### [Stated problem]
Can you write out all the lines word for word, with no pictures?

### [Supplied entries]
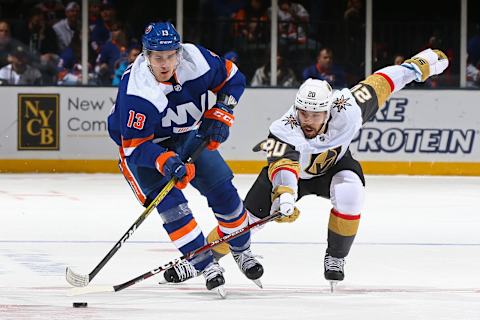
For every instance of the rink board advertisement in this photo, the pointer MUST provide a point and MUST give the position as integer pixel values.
(418, 131)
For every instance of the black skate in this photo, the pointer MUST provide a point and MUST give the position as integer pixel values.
(334, 270)
(180, 273)
(213, 273)
(249, 265)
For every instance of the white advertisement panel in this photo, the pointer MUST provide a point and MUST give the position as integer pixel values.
(70, 123)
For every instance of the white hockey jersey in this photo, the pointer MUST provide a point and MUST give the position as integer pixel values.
(316, 155)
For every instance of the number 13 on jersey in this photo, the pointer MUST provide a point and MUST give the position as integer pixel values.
(136, 120)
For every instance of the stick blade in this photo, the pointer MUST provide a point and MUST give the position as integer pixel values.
(76, 279)
(90, 289)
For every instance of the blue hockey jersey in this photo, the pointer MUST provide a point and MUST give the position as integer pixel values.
(147, 112)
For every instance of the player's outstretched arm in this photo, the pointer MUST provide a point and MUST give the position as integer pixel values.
(372, 92)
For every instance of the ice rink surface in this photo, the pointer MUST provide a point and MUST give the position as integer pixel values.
(416, 256)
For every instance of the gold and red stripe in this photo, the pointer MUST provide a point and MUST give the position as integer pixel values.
(343, 224)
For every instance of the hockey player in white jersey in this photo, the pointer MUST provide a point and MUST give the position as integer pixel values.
(307, 153)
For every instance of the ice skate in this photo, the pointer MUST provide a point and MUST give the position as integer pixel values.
(249, 265)
(180, 273)
(213, 274)
(333, 270)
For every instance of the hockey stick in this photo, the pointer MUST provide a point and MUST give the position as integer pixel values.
(191, 254)
(82, 280)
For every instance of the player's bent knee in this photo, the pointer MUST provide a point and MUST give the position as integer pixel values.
(347, 192)
(175, 213)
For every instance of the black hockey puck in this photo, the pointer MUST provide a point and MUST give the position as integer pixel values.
(80, 304)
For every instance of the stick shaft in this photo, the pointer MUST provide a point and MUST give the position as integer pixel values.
(191, 254)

### [Expected answer]
For every instance of the rink board advertisement in this photo, the pointer MUST provide a point and MUST give the position as integer pixel values.
(418, 131)
For every instance of the black skate in this photo, the pointer MUST provide a point and MUST give the position as integer pixel values.
(334, 270)
(180, 273)
(213, 273)
(249, 265)
For every instance of the white advertisement panel in this photo, the pointer MUST provide a point and MUST give the position as integer pixel values.
(70, 123)
For every instance of the white hockey jersey in this photo, the pointer MUST provide a point and MUST give the position as integer pixel values.
(316, 155)
For every instance of the number 13 on jersey in this photo, the pointer MUST provide a point and MUST give the position as integer pixel values.
(136, 120)
For every instance of the stick blade in this photo, the pointer MUST provide a point and MUST give the position as integer pixel values.
(76, 279)
(90, 289)
For every instance of the blue hockey jersey in this photo, the pointer MUST provide a point and MUST give the position as integer pixel values.
(147, 112)
For every instance of the player's outstretched arm in this photo, the pointer MUST provide a point and MUST give the position as integer pixel values.
(372, 92)
For every instance of the ice rink surface in this photo, the pointer MUST provide a point and MUST give the position as integer pixel values.
(416, 256)
For every instance of the gold and red stripe in this photo, the pointer MUST provide a point and MUST give the position as integer pixel values.
(343, 224)
For every instance of the hockey player in white jersey in this photo, the pointer MUST provide a point and MUST give the position as integer pixel values.
(307, 153)
For every instance of the ice skate in this photo, the pointer MUST provide a point and MUST give the position as integer pixel values.
(249, 265)
(180, 273)
(213, 274)
(333, 270)
For every instance of the hockey stick in this photo, the pointer MUST provide a point and MUST give the position as integer pixel values.
(191, 254)
(82, 280)
For every instance of the player's bent knee in this photo, the pointer MUST provide a point and MUST give the position as integer pixel values.
(347, 192)
(175, 213)
For every instance of the black hockey puck in this photo, the pointer MUST provide a point and MUST give the position as integer pixel values.
(80, 304)
For every instance of the stick shaft in this photo, the pointer MUST provide a point and MUST give the position as integer pixel values.
(191, 254)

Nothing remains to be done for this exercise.